Document segment:
** BEGIN **

A reminder that today at 21:00 GMT the second round of Facebook Hacker Cup 2015 is taking place. After first round last weekend 732 contestants are continuing the battle. Top 100 from the second round advance to the third, while top 550 receive T-shirts. The round will be 3 hours in length. For contestants the tasks will be available here, while the standings — here.
UPD: Round is over, provisional results have been published. Cutoffs:
- Advancement to Round 3: 55 points (A+B+C) with time ≤ 2:21:53
- Facebook Hacker Cup 2015 T-Shirt: 10 points (А) with time ≤ 30:23
Did they send notification by email this time? I didn't receive it...
I got one.
Also, 50 more shirts! Yay!
Hmm contest starts 5am here.. Not sure if I should go to sleep or stay awake (・_・ヾ
same here
Good luck, everybody! May we have a smoother round than last time :)
Is ranking going to be online during the contest? Is it going to be frozen before end of the round? When will we know the official results?
The live (pre-judgment) scoreboard is available to everyone during the contest. It never gets "frozen" (in the ICPC sense) because you don't actually see the judgments until the end of the round. The scoreboard should be revealed shortly after the end of the round.

** END **

What you need to do:
According to the Hacker Cup round thread, how many contestants from the second round advance to the third?

Data:
** BEGIN **

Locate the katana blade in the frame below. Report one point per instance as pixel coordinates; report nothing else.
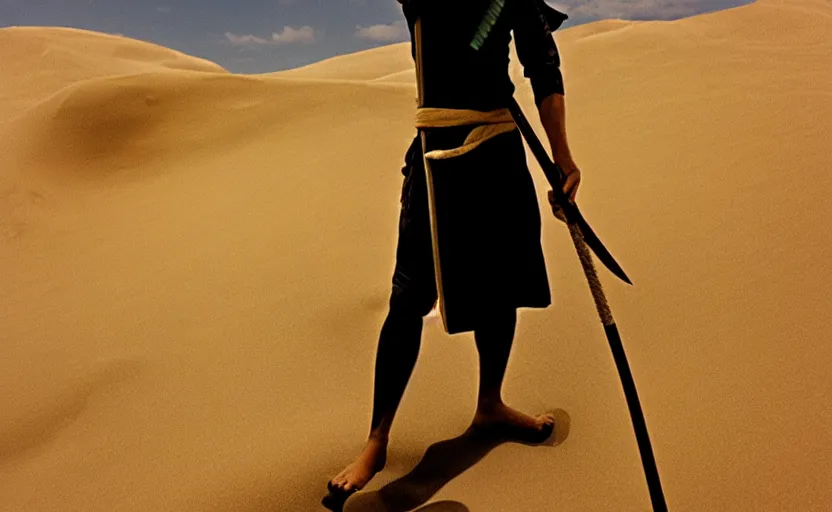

** END **

Final answer:
The top 100.